Document text
•••••
Gisele, we've collaborated on a number of comics together, and I'm always amazed at your ability to express action and nuance in just a panel or expression. Can you tell me your artistic background and how you decided this would be your career?

Growing up, I had two passions: music and comics. I loved both so much that I tried to do both later on in life. I'm self-taught in both fields but I do have a college degree in graphic design, and did study a bit of visual arts in University. My main gig for about a decade was as a graphic designer. I liked the work, but I still continued to hone my cartooning skills in the evenings. Over time, cartooning became my full time gig.

What got you into webcomics? Did you expect it to become what it has?

I got into webcomics after discovering them in 2000 with such strips as PVP Online and Penny-Arcade. The idea of creating an ongoing comic series, and getting instant reader feedback was really appealing to me. Updating many times a week ensured that I was always working on comics, and improving my craft. Wasn't sure where it was all headed at the time, but it turned out for the best. I'm pleased with the readership I've amassed over the years. They're like my employer now!

Who are some of your artistic and storytelling influences?

Most of my influences are early influences I had as a child growing up, like Dan DeCarlo & Frank Doyle at Archie Comics, Jim Davis on Garfield, Uderzo & Goscinny on Asterix, and Yumiko Igarashi on Candy Candy. In my twenties, the works of Rumiko Takahashi made its way to North America, and it was pure love on both the artistic and storytelling front. She's written some of my favorite comics of all time. DeCarlo's artistic influence on my work is still very strong to this day. I'm also a fan of many other Archie artists, past & present.


What can you say about Ma3 - can you tease what's coming up?

Ma3 (Ménage à 3) is the most popular webcomic I've ever created. I handle the art, and share writing duties with David Lumsdon. I think the fanbase for it grew quickly 'cause people really like the cast of characters. Gary, our resident 29 year old geek, is probably who people identify with the most. The series starts with him losing his roommates to then find two new ones: punk rock chick, Zii, and sexy bombshell, DiDi (emphasis on the double D's.) Things get interesting when they find out that Gary has never been with a girl. He eventually enlists the help of Zii as his wing-girl, but since she's bi-sexual... things sometimes work out more in her favor. ;) We don't stick to the status quo, so there is character growth throughout the series. For instance, year 7 ends with Gary getting some tips in the bedroom from Matt, who's very experienced at this. Now in year 8, I can say that DiDi will play a big part this year. Early on in the series, we showed that she was a physically strong girl but we never really used that talent of hers in storylines all that much. We plan to fix that this year. Zii & Gary will also have arcs of their own. In both cases dealing with their respective careers.
•••••
Work to complete
Can you continue the interview with Gisele about her webcomic career, picking up after its last sentence?

[Data entries]
•••••
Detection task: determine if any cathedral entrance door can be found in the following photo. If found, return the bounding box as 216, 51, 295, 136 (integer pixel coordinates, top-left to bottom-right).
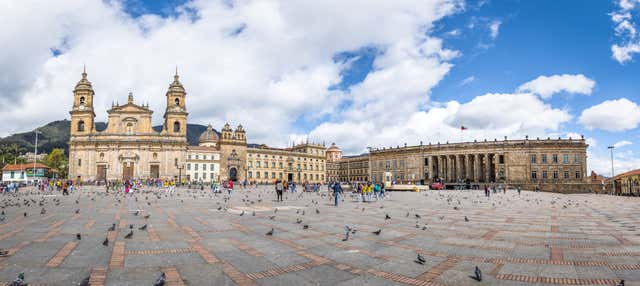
151, 165, 160, 179
122, 162, 133, 181
96, 165, 107, 181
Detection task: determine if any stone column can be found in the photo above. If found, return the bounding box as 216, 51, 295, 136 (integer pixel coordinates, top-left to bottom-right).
473, 154, 480, 182
464, 154, 473, 181
484, 153, 491, 182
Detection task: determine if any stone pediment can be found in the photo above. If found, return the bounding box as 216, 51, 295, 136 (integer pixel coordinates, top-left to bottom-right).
107, 103, 153, 114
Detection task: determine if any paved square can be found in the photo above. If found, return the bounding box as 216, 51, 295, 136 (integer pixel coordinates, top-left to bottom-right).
0, 186, 640, 285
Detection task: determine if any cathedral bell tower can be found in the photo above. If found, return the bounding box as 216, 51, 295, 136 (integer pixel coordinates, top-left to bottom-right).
69, 66, 96, 136
164, 69, 189, 137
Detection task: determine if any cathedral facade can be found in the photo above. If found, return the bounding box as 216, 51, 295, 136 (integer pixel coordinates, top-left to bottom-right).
69, 72, 188, 181
69, 72, 326, 183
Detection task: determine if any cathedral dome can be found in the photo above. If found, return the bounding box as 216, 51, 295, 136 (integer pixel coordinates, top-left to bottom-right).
327, 143, 342, 152
198, 124, 220, 145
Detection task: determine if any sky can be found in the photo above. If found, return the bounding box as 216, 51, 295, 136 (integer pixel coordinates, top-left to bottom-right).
0, 0, 640, 175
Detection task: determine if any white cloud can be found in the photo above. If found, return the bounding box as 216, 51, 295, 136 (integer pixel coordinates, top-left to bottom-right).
0, 0, 461, 145
518, 74, 596, 99
311, 91, 571, 153
489, 20, 502, 39
460, 76, 476, 85
578, 98, 640, 131
613, 140, 633, 148
610, 0, 640, 64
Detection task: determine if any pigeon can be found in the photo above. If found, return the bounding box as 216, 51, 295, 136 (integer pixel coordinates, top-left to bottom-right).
124, 230, 133, 239
9, 272, 26, 286
469, 266, 482, 282
153, 272, 166, 286
78, 276, 91, 286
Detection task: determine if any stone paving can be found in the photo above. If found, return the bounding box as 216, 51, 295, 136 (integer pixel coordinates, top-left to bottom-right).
0, 186, 640, 286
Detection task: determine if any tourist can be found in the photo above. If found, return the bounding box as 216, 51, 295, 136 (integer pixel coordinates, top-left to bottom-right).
373, 183, 382, 201
275, 180, 284, 202
333, 182, 342, 207
227, 179, 233, 196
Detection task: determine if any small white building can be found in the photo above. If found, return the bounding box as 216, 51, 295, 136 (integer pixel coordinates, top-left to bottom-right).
2, 163, 51, 183
185, 124, 220, 183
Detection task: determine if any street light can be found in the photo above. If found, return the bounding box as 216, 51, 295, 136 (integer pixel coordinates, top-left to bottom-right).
31, 129, 42, 183
607, 145, 616, 193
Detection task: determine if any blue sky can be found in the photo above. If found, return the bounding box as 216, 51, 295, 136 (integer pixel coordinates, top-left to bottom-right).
0, 0, 640, 174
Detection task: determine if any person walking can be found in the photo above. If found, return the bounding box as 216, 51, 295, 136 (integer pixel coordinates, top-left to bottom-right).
276, 180, 284, 202
227, 179, 233, 196
333, 182, 342, 207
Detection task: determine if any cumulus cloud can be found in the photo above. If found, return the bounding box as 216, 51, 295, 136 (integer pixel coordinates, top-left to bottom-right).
578, 98, 640, 131
613, 140, 633, 148
489, 20, 502, 39
311, 91, 571, 153
0, 0, 461, 145
610, 0, 640, 64
518, 74, 596, 99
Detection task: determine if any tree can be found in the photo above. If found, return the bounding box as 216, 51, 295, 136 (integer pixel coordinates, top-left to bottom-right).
44, 148, 68, 178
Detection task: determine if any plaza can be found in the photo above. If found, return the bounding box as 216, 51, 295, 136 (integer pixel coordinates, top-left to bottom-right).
0, 185, 640, 285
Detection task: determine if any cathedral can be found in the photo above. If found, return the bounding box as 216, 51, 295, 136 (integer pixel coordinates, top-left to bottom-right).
69, 71, 188, 181
69, 71, 326, 183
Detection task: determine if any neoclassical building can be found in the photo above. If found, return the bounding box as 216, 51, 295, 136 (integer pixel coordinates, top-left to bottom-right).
327, 137, 591, 191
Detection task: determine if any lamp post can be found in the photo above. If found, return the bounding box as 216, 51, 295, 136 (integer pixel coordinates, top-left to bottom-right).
607, 145, 616, 193
175, 162, 184, 185
31, 129, 41, 183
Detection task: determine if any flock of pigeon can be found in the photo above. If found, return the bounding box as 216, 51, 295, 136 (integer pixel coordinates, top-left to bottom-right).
0, 184, 624, 286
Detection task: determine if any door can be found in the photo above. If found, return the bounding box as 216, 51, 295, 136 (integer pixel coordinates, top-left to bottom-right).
150, 165, 160, 179
229, 168, 238, 182
96, 165, 107, 181
122, 162, 134, 181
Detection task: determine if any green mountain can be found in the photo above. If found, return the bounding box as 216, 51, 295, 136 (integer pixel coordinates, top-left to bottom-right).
0, 119, 207, 154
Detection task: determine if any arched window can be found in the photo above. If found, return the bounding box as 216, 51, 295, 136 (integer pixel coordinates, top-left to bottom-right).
173, 121, 180, 132
78, 120, 84, 132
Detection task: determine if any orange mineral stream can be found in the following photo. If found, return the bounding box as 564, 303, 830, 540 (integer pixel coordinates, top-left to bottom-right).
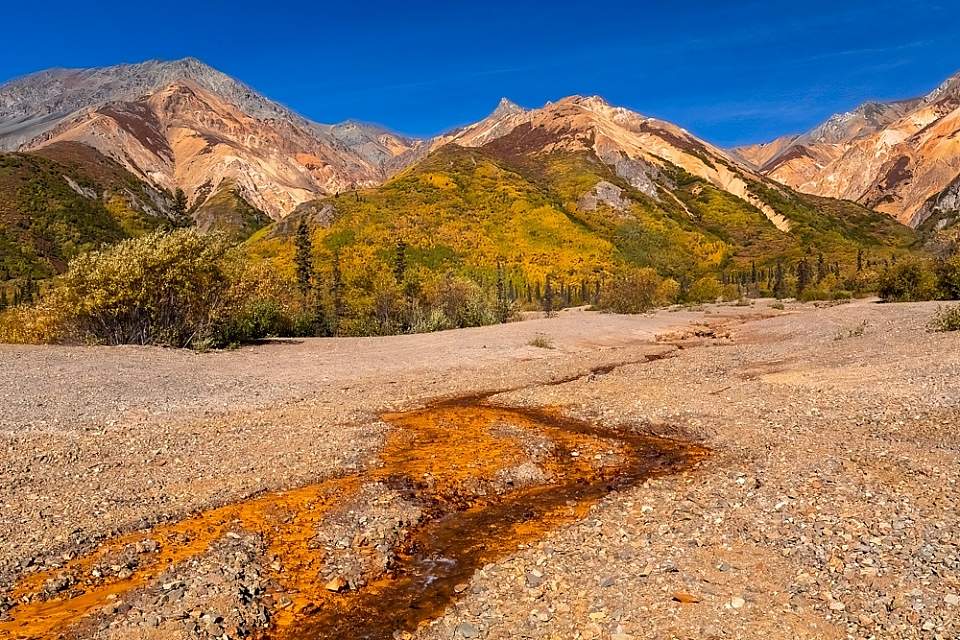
•••••
Exercise result
You're one of the busiest people in comics - you have a strong fanbase, as shown by your successful Kickstarter campaign. How do you explain that? Is it something where you've cultivated such a strong base, that you can exist in that space without worrying about "mainstream" attention?

I started webcomics in 2000. I stopped in 2002 for personal reasons but have been updating regularly since early 2004. The fanbase was built over time, mostly via word-of-mouth. Combined, the webcomics I work on bring in roughly half a million unique visitors a month. Those readers generate pageviews, which in turn generate revenue via ads on the sites. More revenue is added to that amount by doing print collections each year. Even though I wasn't into social media last year, Ma3's dedicated fanbase made 2014's Kickstarter campaign to fund its 6th printed collection a huge success. The next Kickstarter is just around the corner, and now having finally joined in on social media, we'll see if it makes a difference or not. Either way, we're doing it for our fans.


What are your favorite things, characters and types of scenes to draw?

I like to laugh, so any funny scene will do. To get there, body language, expressive faces & hands are what's really important to me. I also like to draw expressive cats.


You've got a great team of creative people that work with you on your creator-owned work. Want to give them a shout-out?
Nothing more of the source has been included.